DOCUMENT SECTION
Halle (; , ) is a city and municipality of Belgium, in the district (arrondissement) Halle-Vilvoorde of the province Flemish Brabant. It is located on the Brussels-Charleroi Canal and on the Flemish side of the language border that separates Flanders and Wallonia. Halle lies on the border between the Flemish plains to the North (thick loam) and the undulating Brabant lands to the South (thinner loam). The city also borders on the Pajottenland to the west. The official language of Halle is Dutch.

The municipality Halle comprises the city of Halle proper and the towns of Buizingen and Lembeek. The neighboring towns are: Pepingen, Sint-Pieters-Leeuw, Beersel, Braine-l'Alleud, Braine-le-Château, and Tubize. The population of Halle has increased from 32,758 inhabitants in 1991 to 39,536 on 1 January 2019. The mayor is Marc Snoeck of the Vooruit party.

History

Antiquity and Middle Ages 
Borders have always played an important role in the history of Halle.  Already in the prehistoric era, before the Roman conquests, a tribe of Nervii – either a Germanized Celtic people or a Celticized Germanic people – lived in this region.  In the 7th century, Saint Waltrude, the daughter of an important Merovingian personality, gave some of her inherited land around Halle to the chapter of the abbey which she had just founded in Mons.  From that time on and until the French Revolution, the region around Halle would depend to various degrees on the County of Hainaut.  In the 8th century, Hubertus, archbishop of Tongeren, founded a church dedicated to the Blessed Virgin Mary, which may have been the start of the devotion that still continues today.

The town must have grown quickly since Jeanne, Countess of Flanders and Hainaut, already granted it its freedom charters in 1225.  The miraculous statue of the Virgin arrived in Halle in 1267 as a wedding gift to John II, Count of Holland and of Hainaut.  The cult of Mary attracted important visitors such as Edward I of England and Ludwig the Bavarian, making Halle an important frontier town between Hainaut and Brabant. A much bigger church was now needed, that was completed in the 15th century.  The death of Philip the Bold, Duke of Burgundy in Halle in 1404 was actually a benefit to the city as all subsequent ruling Dukes of Burgundy were to pay a visit here.  Even Louis XI of France decided to bury his stillborn son in the Halle church in 1460.

DATASET RECORDS
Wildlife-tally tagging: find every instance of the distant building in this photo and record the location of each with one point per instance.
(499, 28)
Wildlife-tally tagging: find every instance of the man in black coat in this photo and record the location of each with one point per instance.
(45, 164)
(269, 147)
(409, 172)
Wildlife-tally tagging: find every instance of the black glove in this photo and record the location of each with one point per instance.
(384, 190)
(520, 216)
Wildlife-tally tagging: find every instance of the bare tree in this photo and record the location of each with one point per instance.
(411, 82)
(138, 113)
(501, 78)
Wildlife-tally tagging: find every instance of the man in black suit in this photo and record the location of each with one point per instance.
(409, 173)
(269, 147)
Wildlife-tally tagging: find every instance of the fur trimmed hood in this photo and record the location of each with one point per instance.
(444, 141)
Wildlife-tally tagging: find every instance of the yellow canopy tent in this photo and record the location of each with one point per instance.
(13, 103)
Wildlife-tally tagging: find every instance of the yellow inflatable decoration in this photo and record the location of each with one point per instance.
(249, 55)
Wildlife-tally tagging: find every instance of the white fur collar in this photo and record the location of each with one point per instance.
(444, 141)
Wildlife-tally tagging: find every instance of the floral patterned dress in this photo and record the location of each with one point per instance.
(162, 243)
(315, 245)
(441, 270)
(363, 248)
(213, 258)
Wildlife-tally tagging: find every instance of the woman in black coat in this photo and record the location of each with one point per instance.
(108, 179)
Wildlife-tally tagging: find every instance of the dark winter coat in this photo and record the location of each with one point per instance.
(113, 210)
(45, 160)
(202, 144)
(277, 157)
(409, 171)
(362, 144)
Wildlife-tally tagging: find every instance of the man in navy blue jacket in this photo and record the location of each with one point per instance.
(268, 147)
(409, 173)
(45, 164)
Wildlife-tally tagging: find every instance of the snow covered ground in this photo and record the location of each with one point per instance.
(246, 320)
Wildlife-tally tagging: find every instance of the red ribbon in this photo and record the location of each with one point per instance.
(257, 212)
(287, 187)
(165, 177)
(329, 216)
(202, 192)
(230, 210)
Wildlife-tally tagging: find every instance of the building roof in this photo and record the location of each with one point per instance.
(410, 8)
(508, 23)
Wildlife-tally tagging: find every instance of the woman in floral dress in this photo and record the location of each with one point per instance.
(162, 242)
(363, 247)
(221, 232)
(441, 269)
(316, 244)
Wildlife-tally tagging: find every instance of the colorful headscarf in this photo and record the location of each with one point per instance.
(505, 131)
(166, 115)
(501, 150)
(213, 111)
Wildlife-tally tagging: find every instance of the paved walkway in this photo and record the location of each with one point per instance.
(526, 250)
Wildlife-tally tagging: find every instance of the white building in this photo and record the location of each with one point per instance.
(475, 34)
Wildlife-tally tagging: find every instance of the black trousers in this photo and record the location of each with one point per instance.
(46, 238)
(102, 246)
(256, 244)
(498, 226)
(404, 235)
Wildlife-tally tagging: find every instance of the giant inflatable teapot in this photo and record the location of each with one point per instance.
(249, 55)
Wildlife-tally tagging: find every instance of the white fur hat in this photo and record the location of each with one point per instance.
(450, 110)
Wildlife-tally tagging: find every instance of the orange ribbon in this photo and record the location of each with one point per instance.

PROBLEMS TO WORK ON
- 1) In the passage on Halle, in what year did the miraculous statue of the Virgin arrive in the town?
- 2) Go on with the passage on Halle, picking up after its final sentence.
The records were taken from a different source than the passage on Halle.

PER-TASK OUTPUTS
- 1) 1267

- 2)
Renaissance and modern era 
After the death of Mary of Burgundy, Flanders and Brabant revolted against her husband Maximilian, while Hainaut, and therefore Halle, remained loyal to the emperor.  Two attempts by a Brussels army to conquer Halle in 1489 failed.  In the 16th century, Brussels and Halle were fighting again, this time over religion, as Calvinistic Brabant tried to overtake Catholic Hainaut.  Again, two attempts failed, leading to an increased devotion to the city's miraculous statue.  In 1621, with the support of the archdukes Albert and Isabella, the Jesuits brought educational institutions and their religious influence to the city.

Halle and the surrounding area were used by Philip IV of Spain as a warrant against a loan, leading to the cessation of the city to the Duke of Arenberg in 1648. Louis XIV's wars at the end of the century resulted in heavy losses, but the 18th century saw a resurgence in devotional and economic prosperity.  The French Revolution brought the usual religious curtailments to religious life; however, the pilgrimage site and the statue were spared confiscation thanks to the initiative of the inhabitants.  The religious services were completely restored under Napoleon, and the tradition of princely visits to the church of Halle continues until this day.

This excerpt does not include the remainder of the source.